* Data provided
○ ○ ○ ○ ○ ○ ○

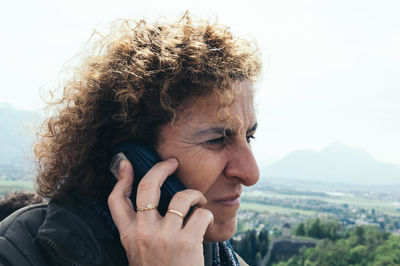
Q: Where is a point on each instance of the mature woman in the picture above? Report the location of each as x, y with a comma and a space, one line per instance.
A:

○ ○ ○ ○ ○ ○ ○

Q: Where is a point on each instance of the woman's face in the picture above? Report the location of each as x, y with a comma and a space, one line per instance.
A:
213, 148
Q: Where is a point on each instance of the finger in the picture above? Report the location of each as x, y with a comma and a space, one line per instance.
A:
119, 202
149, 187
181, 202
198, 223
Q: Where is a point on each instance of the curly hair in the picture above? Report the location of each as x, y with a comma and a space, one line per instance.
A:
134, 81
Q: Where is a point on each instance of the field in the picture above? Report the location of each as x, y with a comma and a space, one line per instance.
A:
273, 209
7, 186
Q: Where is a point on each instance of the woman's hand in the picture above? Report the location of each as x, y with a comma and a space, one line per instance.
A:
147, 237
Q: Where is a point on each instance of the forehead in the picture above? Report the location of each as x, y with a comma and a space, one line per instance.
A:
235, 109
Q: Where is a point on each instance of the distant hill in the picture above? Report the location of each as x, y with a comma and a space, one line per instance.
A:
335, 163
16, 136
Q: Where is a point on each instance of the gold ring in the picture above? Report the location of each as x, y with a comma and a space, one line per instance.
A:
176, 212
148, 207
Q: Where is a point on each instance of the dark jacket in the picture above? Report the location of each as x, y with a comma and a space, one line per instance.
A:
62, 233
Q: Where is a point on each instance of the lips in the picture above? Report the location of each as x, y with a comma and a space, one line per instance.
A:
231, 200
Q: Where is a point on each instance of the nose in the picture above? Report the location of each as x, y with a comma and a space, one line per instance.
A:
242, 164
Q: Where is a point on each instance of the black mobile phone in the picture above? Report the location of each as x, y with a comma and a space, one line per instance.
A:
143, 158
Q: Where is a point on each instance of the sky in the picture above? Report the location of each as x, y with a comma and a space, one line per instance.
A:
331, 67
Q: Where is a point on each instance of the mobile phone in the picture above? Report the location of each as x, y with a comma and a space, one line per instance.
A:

○ ○ ○ ○ ○ ○ ○

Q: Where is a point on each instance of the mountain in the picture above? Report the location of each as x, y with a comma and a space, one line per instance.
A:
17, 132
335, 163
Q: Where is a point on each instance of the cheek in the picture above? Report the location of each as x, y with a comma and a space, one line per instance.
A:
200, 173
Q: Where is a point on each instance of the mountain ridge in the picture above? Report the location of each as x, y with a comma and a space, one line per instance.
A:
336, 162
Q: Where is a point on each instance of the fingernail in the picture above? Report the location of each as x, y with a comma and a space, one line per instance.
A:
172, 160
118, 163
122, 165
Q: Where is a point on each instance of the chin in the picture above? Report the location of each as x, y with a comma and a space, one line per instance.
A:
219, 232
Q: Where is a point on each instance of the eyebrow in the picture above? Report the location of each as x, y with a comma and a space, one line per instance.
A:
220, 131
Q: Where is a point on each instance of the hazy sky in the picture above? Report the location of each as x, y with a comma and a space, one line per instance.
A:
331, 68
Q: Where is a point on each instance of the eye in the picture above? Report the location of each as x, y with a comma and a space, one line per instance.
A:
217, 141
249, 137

○ ○ ○ ○ ○ ○ ○

Looking through the data above, copy out each line in which the string "phone" occurs.

* Answer to this problem
Q: Where is a point on each instance of the black mobile phone in the picture above? Report the location of each as x, y with a comma and a space, one line per instance.
Q: Where is a point on each instance of the mobile phone in the picture above? Report the location of each as x, y with a comma and a space, one line per instance.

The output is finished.